-- start of Record set --

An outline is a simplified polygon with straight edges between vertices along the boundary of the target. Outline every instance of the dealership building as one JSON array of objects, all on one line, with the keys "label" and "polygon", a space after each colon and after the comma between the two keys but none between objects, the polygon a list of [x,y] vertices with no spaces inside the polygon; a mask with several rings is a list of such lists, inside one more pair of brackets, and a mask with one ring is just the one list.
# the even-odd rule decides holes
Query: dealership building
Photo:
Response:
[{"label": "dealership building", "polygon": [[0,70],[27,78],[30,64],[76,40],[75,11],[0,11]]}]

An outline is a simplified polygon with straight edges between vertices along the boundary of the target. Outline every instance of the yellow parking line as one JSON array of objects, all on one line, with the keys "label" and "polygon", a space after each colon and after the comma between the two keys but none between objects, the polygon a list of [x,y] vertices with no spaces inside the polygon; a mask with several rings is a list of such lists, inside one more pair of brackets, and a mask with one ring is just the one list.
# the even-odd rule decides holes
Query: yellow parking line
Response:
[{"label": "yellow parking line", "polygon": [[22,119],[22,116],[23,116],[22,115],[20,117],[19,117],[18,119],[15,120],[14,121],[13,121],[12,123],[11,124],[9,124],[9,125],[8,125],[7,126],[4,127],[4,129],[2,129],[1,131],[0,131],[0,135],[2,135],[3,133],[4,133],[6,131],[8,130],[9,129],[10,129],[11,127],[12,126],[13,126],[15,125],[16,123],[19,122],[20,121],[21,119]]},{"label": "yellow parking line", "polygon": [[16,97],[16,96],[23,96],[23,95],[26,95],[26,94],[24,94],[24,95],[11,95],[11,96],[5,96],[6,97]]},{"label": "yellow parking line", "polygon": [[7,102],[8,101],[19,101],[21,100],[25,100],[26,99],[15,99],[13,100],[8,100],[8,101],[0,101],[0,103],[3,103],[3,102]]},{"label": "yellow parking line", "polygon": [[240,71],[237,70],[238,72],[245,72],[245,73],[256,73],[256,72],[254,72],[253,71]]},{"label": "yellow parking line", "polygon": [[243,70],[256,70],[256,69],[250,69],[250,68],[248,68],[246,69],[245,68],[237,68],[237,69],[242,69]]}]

-- end of Record set --

Written task
State how many lines in the items above contain the string "vertices", with case counting. Reply with the number alone.

Expected answer
2